#### READING PASSAGE
Content starts

Denison expands land position around Wheeler River with Skyharbour deal

Denison expands land position around Wheeler River with Skyharbour deal

Uranium developer Denison Mines is expanding its land position around the Wheeler River project in the Athabasca basin with an agreement to acquire initial interests in Skyharbour Resources’ Russell Lake uranium claim.

The two companies will subdivide the large Russell Lake property into four joint ventures (JVs): Wheeler North, Russell Lake, Wheeler River Inliers and Getty East. Denison will hold initial ownership stakes of 49%, 20%, 70% and 30%, respectively, and will have the option to earn up to 70% in both Wheeler North and Getty East.

The claims lie immediately east and north of Wheeler River, home to the high-grade Phoenix ISR development and the Gryphon deposit.

Denison CEO David Cates said on Monday that the deal strengthened the company’s regional pipeline at a pivotal time, as it moved closer to receiving final regulatory approvals for Phoenix.

“This transaction provides Denison with the opportunity to lead and participate in exploration efforts across four newly created JVs,” he said, adding that combining technical teams with Skyharbour is expected to accelerate evaluation of a highly prospective land package long regarded as a priority target for Denison.

Content ends

#### DATA EXCERPTS
Content starts

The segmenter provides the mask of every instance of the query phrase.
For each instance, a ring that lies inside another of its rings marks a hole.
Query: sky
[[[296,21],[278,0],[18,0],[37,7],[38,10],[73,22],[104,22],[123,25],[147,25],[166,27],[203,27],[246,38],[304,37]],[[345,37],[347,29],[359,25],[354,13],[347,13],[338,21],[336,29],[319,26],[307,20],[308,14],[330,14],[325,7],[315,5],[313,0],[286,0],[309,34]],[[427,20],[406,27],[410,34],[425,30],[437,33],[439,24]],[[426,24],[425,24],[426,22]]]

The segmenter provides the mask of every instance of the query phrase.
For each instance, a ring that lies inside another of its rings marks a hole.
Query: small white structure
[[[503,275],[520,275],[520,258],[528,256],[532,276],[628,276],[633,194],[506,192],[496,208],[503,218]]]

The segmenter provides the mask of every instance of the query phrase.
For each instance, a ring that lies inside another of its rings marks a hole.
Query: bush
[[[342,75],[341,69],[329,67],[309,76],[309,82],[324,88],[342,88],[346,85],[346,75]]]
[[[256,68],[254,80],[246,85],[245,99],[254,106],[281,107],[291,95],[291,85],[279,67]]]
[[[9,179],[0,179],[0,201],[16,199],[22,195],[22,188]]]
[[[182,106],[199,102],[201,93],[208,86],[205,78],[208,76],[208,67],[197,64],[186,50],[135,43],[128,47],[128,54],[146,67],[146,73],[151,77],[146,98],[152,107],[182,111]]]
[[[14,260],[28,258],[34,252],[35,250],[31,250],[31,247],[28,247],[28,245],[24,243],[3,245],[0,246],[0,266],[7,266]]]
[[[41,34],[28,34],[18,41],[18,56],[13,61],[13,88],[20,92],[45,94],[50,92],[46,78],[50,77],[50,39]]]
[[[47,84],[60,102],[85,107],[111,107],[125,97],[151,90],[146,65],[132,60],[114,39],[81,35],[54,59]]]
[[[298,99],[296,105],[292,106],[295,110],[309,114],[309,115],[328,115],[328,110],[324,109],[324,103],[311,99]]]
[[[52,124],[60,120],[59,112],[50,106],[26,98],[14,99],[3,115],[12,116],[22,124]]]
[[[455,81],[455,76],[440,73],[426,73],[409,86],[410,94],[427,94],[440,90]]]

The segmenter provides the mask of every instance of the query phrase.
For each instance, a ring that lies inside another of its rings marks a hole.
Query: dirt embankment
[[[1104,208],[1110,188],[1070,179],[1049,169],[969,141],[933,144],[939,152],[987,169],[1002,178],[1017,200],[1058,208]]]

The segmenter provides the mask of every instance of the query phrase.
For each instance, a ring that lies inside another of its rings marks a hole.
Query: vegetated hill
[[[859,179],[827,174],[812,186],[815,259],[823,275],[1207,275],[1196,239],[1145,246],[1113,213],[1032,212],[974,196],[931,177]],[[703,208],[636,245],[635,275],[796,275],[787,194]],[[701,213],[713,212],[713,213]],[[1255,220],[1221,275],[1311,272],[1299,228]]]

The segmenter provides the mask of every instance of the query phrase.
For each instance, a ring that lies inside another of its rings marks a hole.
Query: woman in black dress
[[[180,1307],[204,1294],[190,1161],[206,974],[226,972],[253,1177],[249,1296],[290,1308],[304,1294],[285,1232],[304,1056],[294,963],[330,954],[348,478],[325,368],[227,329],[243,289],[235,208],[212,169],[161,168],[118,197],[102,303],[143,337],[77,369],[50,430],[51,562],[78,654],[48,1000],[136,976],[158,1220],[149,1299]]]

Content ends

#### COMPLETE THE FOLLOWING
**1)** Answer these questions from the Denison article:
(a) How many joint ventures will the Russell Lake property be subdivided into?
(b) What initial ownership stake will Denison hold in the Wheeler River Inliers joint venture?
(c) What two projects does Wheeler River host?
**2)** Retype the Denison article from "The two companies" to "approvals for Phoenix.".

#### SOLUTIONS BY TASK
**1)**
(a) Four.
(b) 70%.
(c) The high-grade Phoenix ISR development and the Gryphon deposit.

**2)**
The two companies will subdivide the large Russell Lake property into four joint ventures (JVs): Wheeler North, Russell Lake, Wheeler River Inliers and Getty East. Denison will hold initial ownership stakes of 49%, 20%, 70% and 30%, respectively, and will have the option to earn up to 70% in both Wheeler North and Getty East.

The claims lie immediately east and north of Wheeler River, home to the high-grade Phoenix ISR development and the Gryphon deposit.

Denison CEO David Cates said on Monday that the deal strengthened the company’s regional pipeline at a pivotal time, as it moved closer to receiving final regulatory approvals for Phoenix.